EXERCISE:
Go through the listing and copy every line word for word.

(Object point labels)
________________________

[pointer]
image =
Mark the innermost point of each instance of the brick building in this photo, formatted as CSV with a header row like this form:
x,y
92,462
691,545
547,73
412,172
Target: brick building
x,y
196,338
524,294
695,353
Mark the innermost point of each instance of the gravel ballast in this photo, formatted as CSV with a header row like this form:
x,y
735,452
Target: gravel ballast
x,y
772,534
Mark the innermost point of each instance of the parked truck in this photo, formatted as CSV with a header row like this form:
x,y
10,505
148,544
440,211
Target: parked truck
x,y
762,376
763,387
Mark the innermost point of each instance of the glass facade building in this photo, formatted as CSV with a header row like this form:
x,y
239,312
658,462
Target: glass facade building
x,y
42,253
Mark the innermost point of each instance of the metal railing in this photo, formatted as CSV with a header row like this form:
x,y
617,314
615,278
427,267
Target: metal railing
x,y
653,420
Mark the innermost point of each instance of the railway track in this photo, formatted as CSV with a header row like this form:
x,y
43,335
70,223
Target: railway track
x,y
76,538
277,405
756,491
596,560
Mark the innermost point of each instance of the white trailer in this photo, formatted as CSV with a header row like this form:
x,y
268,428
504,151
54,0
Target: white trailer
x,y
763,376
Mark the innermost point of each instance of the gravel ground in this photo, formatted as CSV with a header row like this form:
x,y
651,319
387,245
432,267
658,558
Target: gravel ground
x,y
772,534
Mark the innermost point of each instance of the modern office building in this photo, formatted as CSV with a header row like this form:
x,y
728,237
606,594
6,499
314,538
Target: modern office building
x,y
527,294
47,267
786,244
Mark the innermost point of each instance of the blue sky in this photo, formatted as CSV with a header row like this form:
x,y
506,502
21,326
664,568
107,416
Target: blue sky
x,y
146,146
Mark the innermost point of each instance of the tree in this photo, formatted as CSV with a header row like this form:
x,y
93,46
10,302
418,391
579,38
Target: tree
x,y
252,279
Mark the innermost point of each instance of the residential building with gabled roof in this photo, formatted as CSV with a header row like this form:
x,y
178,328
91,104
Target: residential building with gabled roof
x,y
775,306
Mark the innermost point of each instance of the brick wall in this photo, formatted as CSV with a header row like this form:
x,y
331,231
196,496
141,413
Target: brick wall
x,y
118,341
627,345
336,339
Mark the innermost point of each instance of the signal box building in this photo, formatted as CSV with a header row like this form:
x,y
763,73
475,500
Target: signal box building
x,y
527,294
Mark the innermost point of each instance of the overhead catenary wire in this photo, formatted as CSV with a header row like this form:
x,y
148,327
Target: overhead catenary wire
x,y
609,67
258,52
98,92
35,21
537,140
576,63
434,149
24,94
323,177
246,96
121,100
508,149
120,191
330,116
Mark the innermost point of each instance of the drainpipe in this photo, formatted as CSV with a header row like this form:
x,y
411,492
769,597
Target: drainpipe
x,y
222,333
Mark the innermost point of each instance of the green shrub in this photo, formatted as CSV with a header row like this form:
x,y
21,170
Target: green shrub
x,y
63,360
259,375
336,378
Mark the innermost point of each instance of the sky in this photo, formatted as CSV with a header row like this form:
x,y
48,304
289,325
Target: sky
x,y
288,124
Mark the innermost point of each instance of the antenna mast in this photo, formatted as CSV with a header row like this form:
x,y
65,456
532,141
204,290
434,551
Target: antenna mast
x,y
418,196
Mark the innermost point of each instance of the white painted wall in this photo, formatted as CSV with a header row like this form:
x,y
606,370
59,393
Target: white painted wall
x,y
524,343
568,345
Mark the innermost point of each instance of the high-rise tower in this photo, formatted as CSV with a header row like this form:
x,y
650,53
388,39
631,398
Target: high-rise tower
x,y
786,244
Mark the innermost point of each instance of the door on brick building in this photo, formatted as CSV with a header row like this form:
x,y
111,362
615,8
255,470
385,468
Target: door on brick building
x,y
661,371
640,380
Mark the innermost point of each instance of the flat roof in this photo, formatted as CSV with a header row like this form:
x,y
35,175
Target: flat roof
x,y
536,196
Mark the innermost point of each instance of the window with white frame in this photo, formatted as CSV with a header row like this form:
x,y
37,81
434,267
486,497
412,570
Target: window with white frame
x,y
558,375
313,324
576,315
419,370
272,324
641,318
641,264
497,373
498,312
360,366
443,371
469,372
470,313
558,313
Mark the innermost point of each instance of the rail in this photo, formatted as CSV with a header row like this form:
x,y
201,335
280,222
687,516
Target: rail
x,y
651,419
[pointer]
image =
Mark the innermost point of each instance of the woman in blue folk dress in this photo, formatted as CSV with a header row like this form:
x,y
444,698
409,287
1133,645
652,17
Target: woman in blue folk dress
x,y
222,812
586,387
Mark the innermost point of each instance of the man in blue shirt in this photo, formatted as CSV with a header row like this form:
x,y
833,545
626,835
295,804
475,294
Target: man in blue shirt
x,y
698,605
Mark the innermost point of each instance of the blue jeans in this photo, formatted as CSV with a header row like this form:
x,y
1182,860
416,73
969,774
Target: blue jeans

________________________

EXERCISE OUTPUT:
[pointer]
image =
Mark the innermost point of each instance of the brick building in this photo, formatted as CSV with a header row like this form:
x,y
92,462
691,545
547,73
412,172
Target: brick building
x,y
196,338
524,294
695,353
Mark the innermost point of each instance of the gravel ballast in this photo, formatted as CSV with a header row like this form:
x,y
735,452
Target: gravel ballast
x,y
772,534
Mark the innermost point of each instance of the parked truck in this photo, formatted as CSV with a header row like this form:
x,y
10,505
148,544
440,211
Target: parked truck
x,y
762,376
763,387
Mark the innermost point of each instance of the glass facade building in this photo, formatted as CSV with a header row like this form:
x,y
239,312
658,462
Target: glass facade building
x,y
42,253
Mark the innermost point of each instance of the metal railing in this photo, formatted as CSV with a header row like this form:
x,y
617,314
615,278
427,267
Target: metal railing
x,y
653,420
Mark the innermost point of each instance of the railway track in this photo, formatted as CSV with a header row like this form:
x,y
43,335
70,223
Target: railway track
x,y
76,538
277,405
756,491
596,560
Mark the innermost point of each instance of the white trailer in this photo, formatted as CSV with a header row like this form:
x,y
268,428
504,151
54,0
Target: white trailer
x,y
763,376
Mark the innermost point of each instance of the gravel ground in this photo, formatted as CSV with a header row like this form:
x,y
651,319
387,245
432,267
658,558
Target: gravel ground
x,y
772,534
Mark the innermost point of each instance of the modern office building in this photo, formatted as CSV with a header row like this form:
x,y
728,237
606,594
6,499
314,538
Target: modern office building
x,y
527,294
47,267
786,244
Mark the innermost point of each instance of the blue sky in this photo, formatted as CSV with a header row like this form:
x,y
506,502
21,326
664,568
107,416
Target: blue sky
x,y
146,146
Mark the innermost point of each instance of the tree in this photo, formatted as CSV with a header row like this form:
x,y
93,46
10,302
418,391
579,38
Target: tree
x,y
252,279
Mark the innermost point of each instance of the residential building with gabled roof in this photo, formatted as CSV with a header row like this form:
x,y
178,328
91,104
Target: residential building with gabled roof
x,y
775,306
Mark the innermost point of each instance of the brick wall in this photo, formatted as CSV with a header row like this form:
x,y
331,231
196,496
141,413
Target: brick wall
x,y
118,341
627,345
336,339
Mark the innermost point of each instance of the signal box building in this photo, formatted as CSV with a header row like this form:
x,y
763,73
475,500
Target: signal box building
x,y
527,294
Mark the innermost point of each instance of the overhead catenary wire in this photo, formatted as CSV with a header row like this form:
x,y
148,327
Target: overhead catenary wire
x,y
609,67
258,52
98,92
35,21
537,140
576,63
434,149
24,94
323,177
246,96
121,100
508,149
120,191
330,116
Mark the innermost point of each instance of the drainpipe in this photo, formatted as CSV with a header row like this form:
x,y
411,492
769,597
Target: drainpipe
x,y
222,333
Mark the innermost point of each instance of the green shrub in this photo, formatted as CSV with a header row like this form:
x,y
21,170
Target: green shrub
x,y
63,360
259,375
336,378
Mark the innermost point of each instance of the sky in this photo, formatted as CSV with a header row like this form:
x,y
48,304
289,325
Target: sky
x,y
288,124
Mark the innermost point of each instance of the antenna mast in this photo, formatted as CSV with a header row like this form:
x,y
65,456
532,141
204,290
434,551
Target: antenna mast
x,y
418,196
Mark the innermost point of each instance of the white painted wall in this photo, formatted as CSV with a header row like this form:
x,y
606,370
59,393
Target: white painted wall
x,y
524,343
568,345
Mark the innermost point of each instance of the high-rise tower in this photo, formatted as CSV with a header row like this form:
x,y
650,53
388,39
631,398
Target: high-rise tower
x,y
786,244
Mark the innermost point of each instance of the door on brick building in this photo, formatted as CSV with a header row like this form:
x,y
111,362
615,8
255,470
385,468
Target: door on brick building
x,y
661,371
640,380
Mark the innermost point of each instance of the flat roof in this photo, formatted as CSV with a header row like this form:
x,y
35,175
Target: flat roof
x,y
536,196
Mark the innermost point of each instance of the window with white frame in this photo, formatted as CSV with a header row like this form:
x,y
37,81
434,267
486,497
412,570
Target: window with white frame
x,y
558,375
313,324
576,315
419,370
272,324
641,318
641,264
497,373
498,312
360,366
443,371
469,372
470,313
558,313
Mark the innermost point of each instance of the rail in this photo, formatted as CSV with a header row like this form:
x,y
201,335
280,222
687,516
Target: rail
x,y
651,419
[pointer]
image =
Mark the innermost point of each instance of the woman in blue folk dress in this photo, formatted as CSV with a header row like this form:
x,y
444,698
409,287
1133,645
652,17
Target: woman in blue folk dress
x,y
222,812
586,387
Mark the innermost point of each instance of the man in blue shirt in this photo, formatted as CSV with a header row like this form:
x,y
833,545
626,835
295,804
475,294
Target: man in blue shirt
x,y
698,605
Mark the innermost point of each instance of the blue jeans in this photo, formatted as CSV with a header row like this form:
x,y
1182,860
416,73
969,774
Target: blue jeans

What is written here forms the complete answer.